Material for this exercise

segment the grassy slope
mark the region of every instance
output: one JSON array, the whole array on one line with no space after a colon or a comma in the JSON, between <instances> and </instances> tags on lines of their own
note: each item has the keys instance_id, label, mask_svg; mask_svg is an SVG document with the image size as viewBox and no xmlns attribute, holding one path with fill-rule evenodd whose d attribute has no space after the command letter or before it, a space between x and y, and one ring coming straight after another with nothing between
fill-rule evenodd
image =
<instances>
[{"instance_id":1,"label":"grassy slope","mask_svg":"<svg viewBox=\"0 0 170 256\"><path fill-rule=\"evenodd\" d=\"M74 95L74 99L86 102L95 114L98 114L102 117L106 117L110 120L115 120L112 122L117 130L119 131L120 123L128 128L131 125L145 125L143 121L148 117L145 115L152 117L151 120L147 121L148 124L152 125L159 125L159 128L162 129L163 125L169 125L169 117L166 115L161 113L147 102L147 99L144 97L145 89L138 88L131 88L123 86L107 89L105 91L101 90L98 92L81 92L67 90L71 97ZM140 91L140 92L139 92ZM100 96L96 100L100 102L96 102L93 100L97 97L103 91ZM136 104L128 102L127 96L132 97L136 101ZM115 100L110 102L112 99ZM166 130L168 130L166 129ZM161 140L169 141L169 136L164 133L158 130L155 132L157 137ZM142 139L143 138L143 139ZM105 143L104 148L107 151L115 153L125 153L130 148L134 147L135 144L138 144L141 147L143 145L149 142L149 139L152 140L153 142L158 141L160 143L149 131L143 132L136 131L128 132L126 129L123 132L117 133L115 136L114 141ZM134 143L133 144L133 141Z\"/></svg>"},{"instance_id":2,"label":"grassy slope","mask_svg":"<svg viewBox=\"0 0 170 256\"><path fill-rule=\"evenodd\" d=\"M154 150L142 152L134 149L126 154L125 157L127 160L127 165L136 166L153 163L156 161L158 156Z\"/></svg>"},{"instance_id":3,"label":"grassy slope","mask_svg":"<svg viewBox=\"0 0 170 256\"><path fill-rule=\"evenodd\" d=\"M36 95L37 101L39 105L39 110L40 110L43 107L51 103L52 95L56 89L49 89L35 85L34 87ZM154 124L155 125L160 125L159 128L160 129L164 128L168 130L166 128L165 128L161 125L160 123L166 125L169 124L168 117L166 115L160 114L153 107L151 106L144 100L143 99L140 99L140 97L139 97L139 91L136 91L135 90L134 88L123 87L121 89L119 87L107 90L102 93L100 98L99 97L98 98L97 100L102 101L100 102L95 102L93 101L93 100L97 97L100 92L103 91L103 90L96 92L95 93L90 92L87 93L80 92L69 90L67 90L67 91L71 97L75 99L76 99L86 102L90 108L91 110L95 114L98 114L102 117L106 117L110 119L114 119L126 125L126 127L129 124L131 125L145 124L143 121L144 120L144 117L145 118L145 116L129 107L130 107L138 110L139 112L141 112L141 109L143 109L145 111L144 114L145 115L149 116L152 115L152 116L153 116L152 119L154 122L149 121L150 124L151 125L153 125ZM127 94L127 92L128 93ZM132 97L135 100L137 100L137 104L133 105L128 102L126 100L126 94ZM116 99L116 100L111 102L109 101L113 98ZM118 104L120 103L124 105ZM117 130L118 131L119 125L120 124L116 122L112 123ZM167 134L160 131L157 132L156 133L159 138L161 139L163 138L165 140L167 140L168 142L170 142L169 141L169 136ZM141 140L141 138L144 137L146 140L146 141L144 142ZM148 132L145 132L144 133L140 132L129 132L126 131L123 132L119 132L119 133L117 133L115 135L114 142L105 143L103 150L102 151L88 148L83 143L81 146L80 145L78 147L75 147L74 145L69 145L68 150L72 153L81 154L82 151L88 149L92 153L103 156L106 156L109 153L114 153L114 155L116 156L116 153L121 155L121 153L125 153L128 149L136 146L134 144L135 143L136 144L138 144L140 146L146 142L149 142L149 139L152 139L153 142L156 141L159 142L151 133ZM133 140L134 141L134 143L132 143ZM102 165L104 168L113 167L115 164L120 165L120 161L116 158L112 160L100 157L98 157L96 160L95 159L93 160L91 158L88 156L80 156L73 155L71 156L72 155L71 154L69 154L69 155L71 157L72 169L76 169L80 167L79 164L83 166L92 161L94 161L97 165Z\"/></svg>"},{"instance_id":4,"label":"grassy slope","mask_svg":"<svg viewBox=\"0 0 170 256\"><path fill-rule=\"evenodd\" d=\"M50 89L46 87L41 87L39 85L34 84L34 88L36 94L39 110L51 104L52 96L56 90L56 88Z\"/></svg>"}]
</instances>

---

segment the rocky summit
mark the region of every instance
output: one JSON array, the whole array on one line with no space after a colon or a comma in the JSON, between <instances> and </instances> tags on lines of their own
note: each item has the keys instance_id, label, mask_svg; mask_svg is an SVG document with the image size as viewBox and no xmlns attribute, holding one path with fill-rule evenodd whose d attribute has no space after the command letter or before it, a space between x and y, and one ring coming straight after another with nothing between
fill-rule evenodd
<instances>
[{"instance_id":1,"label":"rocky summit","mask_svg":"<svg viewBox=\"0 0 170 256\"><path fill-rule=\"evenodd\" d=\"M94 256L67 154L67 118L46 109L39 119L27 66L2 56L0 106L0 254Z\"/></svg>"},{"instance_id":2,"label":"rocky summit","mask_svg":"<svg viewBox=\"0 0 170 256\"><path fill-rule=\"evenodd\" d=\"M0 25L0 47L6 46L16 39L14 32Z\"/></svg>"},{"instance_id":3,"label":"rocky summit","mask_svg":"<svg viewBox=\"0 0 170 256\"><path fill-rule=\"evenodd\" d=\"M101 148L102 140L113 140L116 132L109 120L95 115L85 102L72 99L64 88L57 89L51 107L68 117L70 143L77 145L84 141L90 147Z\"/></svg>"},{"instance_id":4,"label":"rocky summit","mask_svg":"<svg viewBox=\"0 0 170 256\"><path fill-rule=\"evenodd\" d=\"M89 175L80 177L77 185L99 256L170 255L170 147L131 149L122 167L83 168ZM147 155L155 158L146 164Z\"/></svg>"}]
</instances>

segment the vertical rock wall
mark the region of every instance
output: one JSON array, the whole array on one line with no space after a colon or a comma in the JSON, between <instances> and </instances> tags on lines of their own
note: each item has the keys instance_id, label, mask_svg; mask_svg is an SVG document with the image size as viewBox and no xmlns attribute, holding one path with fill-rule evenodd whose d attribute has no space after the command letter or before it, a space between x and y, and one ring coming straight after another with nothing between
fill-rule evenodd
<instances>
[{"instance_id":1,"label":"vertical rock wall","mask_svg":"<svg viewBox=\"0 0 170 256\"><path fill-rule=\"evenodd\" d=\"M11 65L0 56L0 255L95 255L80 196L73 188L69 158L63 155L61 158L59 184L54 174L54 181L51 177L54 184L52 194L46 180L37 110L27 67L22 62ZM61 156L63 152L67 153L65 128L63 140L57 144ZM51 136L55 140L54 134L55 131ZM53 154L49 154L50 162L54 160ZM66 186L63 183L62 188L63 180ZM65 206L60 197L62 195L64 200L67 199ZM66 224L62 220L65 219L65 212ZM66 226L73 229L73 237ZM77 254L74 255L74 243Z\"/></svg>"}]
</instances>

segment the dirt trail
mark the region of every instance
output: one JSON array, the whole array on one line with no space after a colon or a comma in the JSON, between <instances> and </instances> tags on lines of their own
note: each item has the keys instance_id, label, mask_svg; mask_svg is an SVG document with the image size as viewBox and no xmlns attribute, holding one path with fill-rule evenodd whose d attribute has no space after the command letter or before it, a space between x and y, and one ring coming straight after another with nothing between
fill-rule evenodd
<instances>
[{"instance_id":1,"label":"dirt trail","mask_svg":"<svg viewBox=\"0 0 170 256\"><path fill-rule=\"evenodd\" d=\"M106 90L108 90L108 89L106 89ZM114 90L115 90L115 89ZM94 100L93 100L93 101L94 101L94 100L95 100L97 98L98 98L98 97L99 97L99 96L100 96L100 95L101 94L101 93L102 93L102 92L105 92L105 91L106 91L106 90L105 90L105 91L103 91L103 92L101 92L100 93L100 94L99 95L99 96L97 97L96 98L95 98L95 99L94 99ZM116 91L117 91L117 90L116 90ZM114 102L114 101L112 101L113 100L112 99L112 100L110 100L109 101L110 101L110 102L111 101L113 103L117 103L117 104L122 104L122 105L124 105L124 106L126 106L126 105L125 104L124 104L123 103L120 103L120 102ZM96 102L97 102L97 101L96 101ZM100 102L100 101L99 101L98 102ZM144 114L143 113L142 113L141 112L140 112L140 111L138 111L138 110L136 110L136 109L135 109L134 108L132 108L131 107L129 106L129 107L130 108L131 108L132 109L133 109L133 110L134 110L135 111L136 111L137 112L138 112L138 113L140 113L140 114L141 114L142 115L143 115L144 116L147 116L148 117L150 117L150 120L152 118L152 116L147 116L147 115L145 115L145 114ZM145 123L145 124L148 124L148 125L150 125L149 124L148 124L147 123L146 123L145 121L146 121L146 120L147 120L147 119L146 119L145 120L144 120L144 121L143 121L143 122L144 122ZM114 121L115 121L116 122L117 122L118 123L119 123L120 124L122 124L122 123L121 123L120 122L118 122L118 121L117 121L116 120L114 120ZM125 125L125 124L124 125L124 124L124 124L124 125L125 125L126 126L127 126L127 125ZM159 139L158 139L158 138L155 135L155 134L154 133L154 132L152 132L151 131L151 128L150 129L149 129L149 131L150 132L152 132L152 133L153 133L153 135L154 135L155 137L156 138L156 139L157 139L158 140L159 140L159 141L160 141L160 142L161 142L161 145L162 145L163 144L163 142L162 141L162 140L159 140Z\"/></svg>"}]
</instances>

Short task
Can you extract the lines above, word for word, from the line containing "segment the rocky summit" through the line containing "256L67 154L67 118L46", both included?

Solution to this task
segment the rocky summit
mark the region of every instance
output: one JSON array, the whole array on one line with no space after a colon or a comma in the JSON, between <instances> and </instances> tags on lines of their own
note: each item has the keys instance_id, label, mask_svg; mask_svg is an SVG document with the image size as viewBox and no xmlns attribute, holding one path with fill-rule evenodd whose d attribute has no space after the command letter or before it, a space between x and y, and one ring coming straight after another with nothing between
fill-rule evenodd
<instances>
[{"instance_id":1,"label":"rocky summit","mask_svg":"<svg viewBox=\"0 0 170 256\"><path fill-rule=\"evenodd\" d=\"M94 256L67 154L67 118L46 109L39 119L27 66L2 56L0 106L0 254Z\"/></svg>"},{"instance_id":2,"label":"rocky summit","mask_svg":"<svg viewBox=\"0 0 170 256\"><path fill-rule=\"evenodd\" d=\"M0 25L0 47L6 46L16 39L14 32Z\"/></svg>"},{"instance_id":3,"label":"rocky summit","mask_svg":"<svg viewBox=\"0 0 170 256\"><path fill-rule=\"evenodd\" d=\"M101 148L102 140L113 140L116 132L109 120L95 115L85 102L72 99L64 88L57 89L51 107L68 117L70 143L77 145L84 141L90 147Z\"/></svg>"},{"instance_id":4,"label":"rocky summit","mask_svg":"<svg viewBox=\"0 0 170 256\"><path fill-rule=\"evenodd\" d=\"M89 175L80 177L77 185L99 256L170 255L170 147L131 149L122 167L83 168ZM147 155L155 158L146 164Z\"/></svg>"}]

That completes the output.